Document
2. Capability-Based Systems

2.1 seL4's Capability Model

Architecture: seL4 is the gold standard for capability-based microkernels. It was the first OS kernel to receive a complete formal proof of functional correctness (8,700 lines of C verified from abstract specification down to binary). Every kernel resource is accessed through capabilities -- unforgeable tokens managed by the kernel.

Capability structure: seL4 capabilities encode: an object pointer (which kernel object), access rights (what operations are permitted), and a badge (extra metadata for IPC demultiplexing). Capabilities are stored in CNodes (capability nodes), which are themselves accessed through capabilities, forming a recursive namespace.

Delegation and revocation: Capabilities can be copied (with equal or lesser rights), moved between CNodes, and revoked. Revocation is recursive -- revoking a capability invalidates all capabilities derived from it.

Rust bindings: The sel4-sys crate provides Rust bindings for seL4 system calls. Antmicro and Google developed a version designed for maintainability. The seL4 Microkit framework supports Rust as a first-class language.

RVM's adoption of seL4 concepts:

RVM's ruvix-cap crate implements seL4-style capabilities with CapRights, CapHandle, derivation trees, and epoch-based invalidation
Maximum delegation depth of 8 (configurable) prevents unbounded chains
Audit logging with depth-warning threshold at 4
The GRANT_ONCE right provides non-transitive delegation (not in seL4)
Unlike seL4's C implementation, RVM's capability manager is #![forbid(unsafe_code)]

Gap analysis: seL4's formal verification is its strongest asset. RVM currently lacks formal proofs for its capability manager. The Tock/TickTock experience (five bugs found through verification) suggests formal verification of ruvix-cap should be prioritized.

Dataset entries

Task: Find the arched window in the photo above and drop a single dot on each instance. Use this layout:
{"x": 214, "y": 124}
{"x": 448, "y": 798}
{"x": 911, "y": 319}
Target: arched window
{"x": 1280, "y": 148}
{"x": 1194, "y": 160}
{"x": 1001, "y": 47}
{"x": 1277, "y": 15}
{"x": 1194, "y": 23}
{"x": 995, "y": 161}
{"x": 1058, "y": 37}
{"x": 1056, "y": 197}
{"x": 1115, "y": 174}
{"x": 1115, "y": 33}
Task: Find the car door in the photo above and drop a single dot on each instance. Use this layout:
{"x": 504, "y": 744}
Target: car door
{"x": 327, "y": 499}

Problems
**A)** Rewrite the paragraph beginning "Capability structure:" in the text on capability-based systems as a short list that keeps its main facts.
**B)** Pick up the text on capability-based systems after its final sentence and continue it.

The replies
**A)**
- Each seL4 capability encodes three things:
  - an object pointer, which identifies the kernel object
  - access rights, which set the permitted operations
  - a badge, which carries extra metadata for IPC demultiplexing
- Capabilities are stored in CNodes (capability nodes).
- CNodes are themselves accessed through capabilities, which forms a recursive namespace.

**B)**
2.2 CHERI Hardware Capabilities

Architecture: CHERI (Capability Hardware Enhanced RISC Instructions) extends processor ISAs with hardware-enforced capabilities. Rather than relying solely on page tables for memory protection, CHERI encodes bounds and permissions directly in pointer representations. Pointers become fat capabilities that carry their own access metadata.

ARM Morello: Arm's Morello evaluation platform implemented CHERI extensions on an Armv8.2-A processor. Performance evaluation on 20 C/C++ applications showed overheads ranging from negligible to 1.65x, with the highest costs in pointer-intensive workloads. However, as of 2025, Arm has stepped back from active Morello development, pushing CHERI adoption toward smaller embedded processors.

Verified temporal safety: A 2025 paper at CPP presented a formal CHERI C memory model for verified temporal safety, demonstrating that CHERI can enforce not just spatial safety (bounds) but also temporal safety (use-after-free prevention).

RVM relevance: CHERI's capability-per-pointer model is more fine-grained than RVM's capability-per-object model. If future AArch64 processors include CHERI extensions, RVM could leverage them for sub-region protection within capability boundaries. In the near term, RVM achieves similar goals through Rust's ownership system (compile-time) and MMU page tables (runtime).

Key lesson for RVM: CHERI demonstrates that hardware capabilities are feasible but face adoption challenges. RVM's software-capability approach (ruvix-cap) is the right near-term strategy, with CHERI as a future hardware acceleration path. The ruvix-hal HAL trait layer already allows for pluggable MMU implementations, which could be extended to CHERI capabilities.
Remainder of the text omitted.